SELECTED TEXT:
[start]
Make sure you fill in any place that says `YOUR CODE HERE` or "YOUR ANSWER HERE", as well as your name and collaborators below:

In [None]:
YOUR_ID = "" # Please enter your GT login, e.g., "rvuduc3" or "gtg911x"
COLLABORATORS = [] # list of strings of your collaborators' IDs

In [None]:
import re

RE_CHECK_ID = re.compile (r'''[a-zA-Z]+\d+|[gG][tT][gG]\d+[a-zA-Z]''')
assert RE_CHECK_ID.match (YOUR_ID) is not None

collab_check = [RE_CHECK_ID.match (i) is not None for i in COLLABORATORS]
assert all (collab_check)

del collab_check
del RE_CHECK_ID
del re

**Jupyter / IPython version check.** The following code cell verifies that you are using the correct version of Jupyter/IPython.

In [None]:
import IPython
assert IPython.version_info[0] >= 3, "Your version of IPython is too old, please update it."

# Part 1: SQLite [6 points]

The de facto language for managing relational databases is the Structured Query Language, or SQL ("sequel").

Many commerical and open-source relational data management systems (RDBMS) support SQL. The one we will consider in this class is the simplest, called [sqlite3](https://www.sqlite.org/). It stores the database in a simple file and can be run in a "standalone" mode from the command-line. However, we will, naturally, [invoke it from Python](https://docs.python.org/3/library/sqlite3.html).
[end]
DIRECTION: Write out the part of the SQLite notebook from "Many commerical and" to "it from Python](https://docs.python.org/3/library/sqlite3.html).", keeping every word and mark the same.

DATASET ENTRIES:
[start]
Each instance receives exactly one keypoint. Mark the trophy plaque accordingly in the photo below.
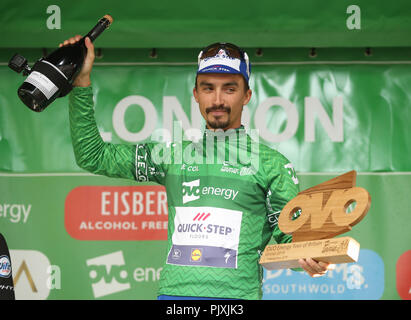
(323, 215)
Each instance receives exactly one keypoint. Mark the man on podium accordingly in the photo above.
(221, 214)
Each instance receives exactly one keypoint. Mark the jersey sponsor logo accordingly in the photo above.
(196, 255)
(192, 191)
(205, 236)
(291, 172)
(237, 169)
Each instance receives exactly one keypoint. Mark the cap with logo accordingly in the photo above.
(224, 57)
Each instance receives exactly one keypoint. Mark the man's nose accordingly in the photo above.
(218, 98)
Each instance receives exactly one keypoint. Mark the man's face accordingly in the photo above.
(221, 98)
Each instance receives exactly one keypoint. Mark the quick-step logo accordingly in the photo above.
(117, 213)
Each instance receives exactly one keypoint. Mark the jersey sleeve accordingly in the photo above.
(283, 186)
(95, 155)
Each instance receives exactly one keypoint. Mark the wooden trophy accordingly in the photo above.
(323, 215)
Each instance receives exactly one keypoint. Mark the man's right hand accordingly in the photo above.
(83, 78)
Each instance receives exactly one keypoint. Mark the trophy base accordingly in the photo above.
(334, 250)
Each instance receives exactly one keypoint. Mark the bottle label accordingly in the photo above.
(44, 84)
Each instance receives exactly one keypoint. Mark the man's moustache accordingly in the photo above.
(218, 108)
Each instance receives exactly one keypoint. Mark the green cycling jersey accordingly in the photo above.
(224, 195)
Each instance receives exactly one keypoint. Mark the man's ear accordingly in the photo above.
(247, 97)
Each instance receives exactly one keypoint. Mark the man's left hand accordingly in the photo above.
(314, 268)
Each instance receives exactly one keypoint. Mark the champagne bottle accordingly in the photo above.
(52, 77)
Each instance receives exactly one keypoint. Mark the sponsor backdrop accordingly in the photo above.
[end]
FINAL RESULT:
Many commerical and open-source relational data management systems (RDBMS) support SQL. The one we will consider in this class is the simplest, called [sqlite3](https://www.sqlite.org/). It stores the database in a simple file and can be run in a "standalone" mode from the command-line. However, we will, naturally, [invoke it from Python](https://docs.python.org/3/library/sqlite3.html).